** Aim 1 **
Answer the following questions about the forum post on move generation:
(a) How many positions were in the perft suite, and to what depth were they run?
(b) What total node count does the post report for the kiwipete position at depth=4?
(c) Which three things does the poster say are not needed to get a perft time well below 20 seconds?
[start Text block]
Advice on optimizing my move generation

algerbrex · Post by **algerbrex** » Fri Jun 11, 2021 5:06 am

Following the advice of more experienced engine creators on here and in other places, I've made sure in my chess engine that my move generator was working correctly before I tried to do any optimizing. And I am happy to say that after running my move generator through a perft suite of 30-40 different positions at depth=5, it seems to be working correctly.

My issue now is the speed. I'd like to test up to at least depth=6, but that just isn't feasible right now given how slow my move generator is. For example, my engine takes almost two minutes just to go up to depth=4 in the kiwipete position:

Code: Select all

Total nodes: 4085603

real    1m53.013s
user    1m18.742s
sys     0m15.138s

What's even more annoying is that from what I've read, you don't need to implement things like transposition tables, threads, or bulk counting to get a perft time well below 20 seconds up to depth=6 or even depth=7. Any advice on what I can do to get my engine to this point?
[end Text block]
[start The data]
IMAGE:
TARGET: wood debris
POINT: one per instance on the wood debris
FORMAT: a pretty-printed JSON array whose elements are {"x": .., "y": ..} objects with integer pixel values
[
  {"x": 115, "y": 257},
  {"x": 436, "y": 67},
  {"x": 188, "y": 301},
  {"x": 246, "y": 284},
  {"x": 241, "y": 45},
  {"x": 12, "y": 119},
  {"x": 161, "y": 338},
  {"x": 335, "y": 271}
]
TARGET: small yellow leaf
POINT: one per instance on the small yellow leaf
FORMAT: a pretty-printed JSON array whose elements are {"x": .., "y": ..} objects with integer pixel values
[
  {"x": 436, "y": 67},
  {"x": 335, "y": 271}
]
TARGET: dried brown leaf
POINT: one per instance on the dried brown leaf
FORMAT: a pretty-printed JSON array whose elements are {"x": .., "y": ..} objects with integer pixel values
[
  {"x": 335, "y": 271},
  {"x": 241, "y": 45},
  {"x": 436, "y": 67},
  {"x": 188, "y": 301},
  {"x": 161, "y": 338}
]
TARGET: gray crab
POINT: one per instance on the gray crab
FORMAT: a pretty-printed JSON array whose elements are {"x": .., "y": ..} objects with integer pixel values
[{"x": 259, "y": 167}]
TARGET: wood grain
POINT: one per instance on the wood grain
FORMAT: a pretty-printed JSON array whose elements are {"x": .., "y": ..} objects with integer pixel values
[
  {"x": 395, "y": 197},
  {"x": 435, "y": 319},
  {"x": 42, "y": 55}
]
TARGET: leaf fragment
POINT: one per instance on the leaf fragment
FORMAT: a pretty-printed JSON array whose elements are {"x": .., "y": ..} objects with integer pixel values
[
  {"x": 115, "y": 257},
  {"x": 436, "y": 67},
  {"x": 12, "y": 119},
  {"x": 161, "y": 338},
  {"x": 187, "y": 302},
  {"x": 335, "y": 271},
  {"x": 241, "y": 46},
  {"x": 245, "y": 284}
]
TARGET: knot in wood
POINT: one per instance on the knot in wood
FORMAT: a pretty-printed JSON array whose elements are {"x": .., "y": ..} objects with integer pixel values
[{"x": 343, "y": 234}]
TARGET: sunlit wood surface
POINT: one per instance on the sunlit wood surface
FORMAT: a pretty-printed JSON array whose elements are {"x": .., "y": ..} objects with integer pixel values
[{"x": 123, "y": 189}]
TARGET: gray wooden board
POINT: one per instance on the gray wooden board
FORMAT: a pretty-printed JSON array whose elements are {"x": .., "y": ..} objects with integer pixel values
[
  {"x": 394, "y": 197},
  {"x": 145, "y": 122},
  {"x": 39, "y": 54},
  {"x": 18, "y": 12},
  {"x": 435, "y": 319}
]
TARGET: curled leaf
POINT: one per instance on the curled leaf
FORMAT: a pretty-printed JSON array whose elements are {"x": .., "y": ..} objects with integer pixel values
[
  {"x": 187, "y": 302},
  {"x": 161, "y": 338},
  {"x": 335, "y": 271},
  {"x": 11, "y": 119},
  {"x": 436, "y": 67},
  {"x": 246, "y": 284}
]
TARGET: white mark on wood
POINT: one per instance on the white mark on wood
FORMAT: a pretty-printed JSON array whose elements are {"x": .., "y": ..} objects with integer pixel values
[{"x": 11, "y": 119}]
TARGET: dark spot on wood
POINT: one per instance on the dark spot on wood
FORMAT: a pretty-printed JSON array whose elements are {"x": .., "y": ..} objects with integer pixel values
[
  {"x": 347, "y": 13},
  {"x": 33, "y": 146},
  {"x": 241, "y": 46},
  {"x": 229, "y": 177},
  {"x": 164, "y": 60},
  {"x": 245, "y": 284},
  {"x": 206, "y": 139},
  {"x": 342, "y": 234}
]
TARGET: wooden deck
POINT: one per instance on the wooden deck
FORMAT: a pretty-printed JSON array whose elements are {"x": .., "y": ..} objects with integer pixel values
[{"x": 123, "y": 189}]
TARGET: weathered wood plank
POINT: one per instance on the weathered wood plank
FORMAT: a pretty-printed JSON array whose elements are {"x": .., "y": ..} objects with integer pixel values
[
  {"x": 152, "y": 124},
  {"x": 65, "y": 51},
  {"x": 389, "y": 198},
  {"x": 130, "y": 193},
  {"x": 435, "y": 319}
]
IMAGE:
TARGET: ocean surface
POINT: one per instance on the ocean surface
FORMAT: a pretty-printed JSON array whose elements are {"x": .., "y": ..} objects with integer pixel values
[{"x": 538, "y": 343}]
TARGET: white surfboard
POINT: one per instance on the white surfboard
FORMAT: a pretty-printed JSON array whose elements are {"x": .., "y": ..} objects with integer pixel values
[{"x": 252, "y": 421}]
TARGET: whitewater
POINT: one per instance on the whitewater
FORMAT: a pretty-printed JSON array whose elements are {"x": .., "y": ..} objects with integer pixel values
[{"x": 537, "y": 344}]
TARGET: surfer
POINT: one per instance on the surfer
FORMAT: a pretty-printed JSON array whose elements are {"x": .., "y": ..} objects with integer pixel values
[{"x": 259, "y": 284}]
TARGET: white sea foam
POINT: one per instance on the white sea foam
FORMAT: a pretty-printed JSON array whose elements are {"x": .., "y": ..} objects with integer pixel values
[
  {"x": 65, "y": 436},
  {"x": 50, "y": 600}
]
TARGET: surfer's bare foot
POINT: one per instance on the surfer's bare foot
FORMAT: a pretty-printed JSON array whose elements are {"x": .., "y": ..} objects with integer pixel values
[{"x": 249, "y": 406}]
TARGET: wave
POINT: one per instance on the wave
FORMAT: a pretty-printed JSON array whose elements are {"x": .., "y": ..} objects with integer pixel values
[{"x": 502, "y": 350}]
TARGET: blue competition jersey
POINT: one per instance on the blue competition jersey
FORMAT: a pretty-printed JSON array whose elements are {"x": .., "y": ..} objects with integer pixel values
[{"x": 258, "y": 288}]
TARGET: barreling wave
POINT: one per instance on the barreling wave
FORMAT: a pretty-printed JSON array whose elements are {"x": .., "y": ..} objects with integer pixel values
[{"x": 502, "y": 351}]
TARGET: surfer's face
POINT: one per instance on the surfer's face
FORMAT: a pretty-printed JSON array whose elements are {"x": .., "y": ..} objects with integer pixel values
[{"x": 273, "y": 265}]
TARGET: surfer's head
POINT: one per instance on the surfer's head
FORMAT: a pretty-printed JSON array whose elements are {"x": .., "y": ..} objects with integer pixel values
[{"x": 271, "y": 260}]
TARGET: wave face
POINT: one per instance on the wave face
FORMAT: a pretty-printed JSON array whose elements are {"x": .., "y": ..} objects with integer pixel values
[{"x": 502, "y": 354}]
[end The data]
** Aim 2 **
Extract, word for word, everything in the records from the line containing "TARGET: whitewater" down through the end of the records, including both the starting line and the final line.

** Written response 1 **
(a) 30-40 different positions, at depth=5.
(b) 4085603.
(c) Transposition tables, threads, and bulk counting.

** Written response 2 **
TARGET: whitewater
POINT: one per instance on the whitewater
FORMAT: a pretty-printed JSON array whose elements are {"x": .., "y": ..} objects with integer pixel values
[{"x": 537, "y": 344}]
TARGET: surfer
POINT: one per instance on the surfer
FORMAT: a pretty-printed JSON array whose elements are {"x": .., "y": ..} objects with integer pixel values
[{"x": 259, "y": 284}]
TARGET: white sea foam
POINT: one per instance on the white sea foam
FORMAT: a pretty-printed JSON array whose elements are {"x": .., "y": ..} objects with integer pixel values
[
  {"x": 65, "y": 436},
  {"x": 50, "y": 600}
]
TARGET: surfer's bare foot
POINT: one per instance on the surfer's bare foot
FORMAT: a pretty-printed JSON array whose elements are {"x": .., "y": ..} objects with integer pixel values
[{"x": 249, "y": 406}]
TARGET: wave
POINT: one per instance on the wave
FORMAT: a pretty-printed JSON array whose elements are {"x": .., "y": ..} objects with integer pixel values
[{"x": 502, "y": 350}]
TARGET: blue competition jersey
POINT: one per instance on the blue competition jersey
FORMAT: a pretty-printed JSON array whose elements are {"x": .., "y": ..} objects with integer pixel values
[{"x": 258, "y": 288}]
TARGET: barreling wave
POINT: one per instance on the barreling wave
FORMAT: a pretty-printed JSON array whose elements are {"x": .., "y": ..} objects with integer pixel values
[{"x": 502, "y": 351}]
TARGET: surfer's face
POINT: one per instance on the surfer's face
FORMAT: a pretty-printed JSON array whose elements are {"x": .., "y": ..} objects with integer pixel values
[{"x": 273, "y": 265}]
TARGET: surfer's head
POINT: one per instance on the surfer's head
FORMAT: a pretty-printed JSON array whose elements are {"x": .., "y": ..} objects with integer pixel values
[{"x": 271, "y": 260}]
TARGET: wave face
POINT: one per instance on the wave face
FORMAT: a pretty-printed JSON array whose elements are {"x": .., "y": ..} objects with integer pixel values
[{"x": 502, "y": 354}]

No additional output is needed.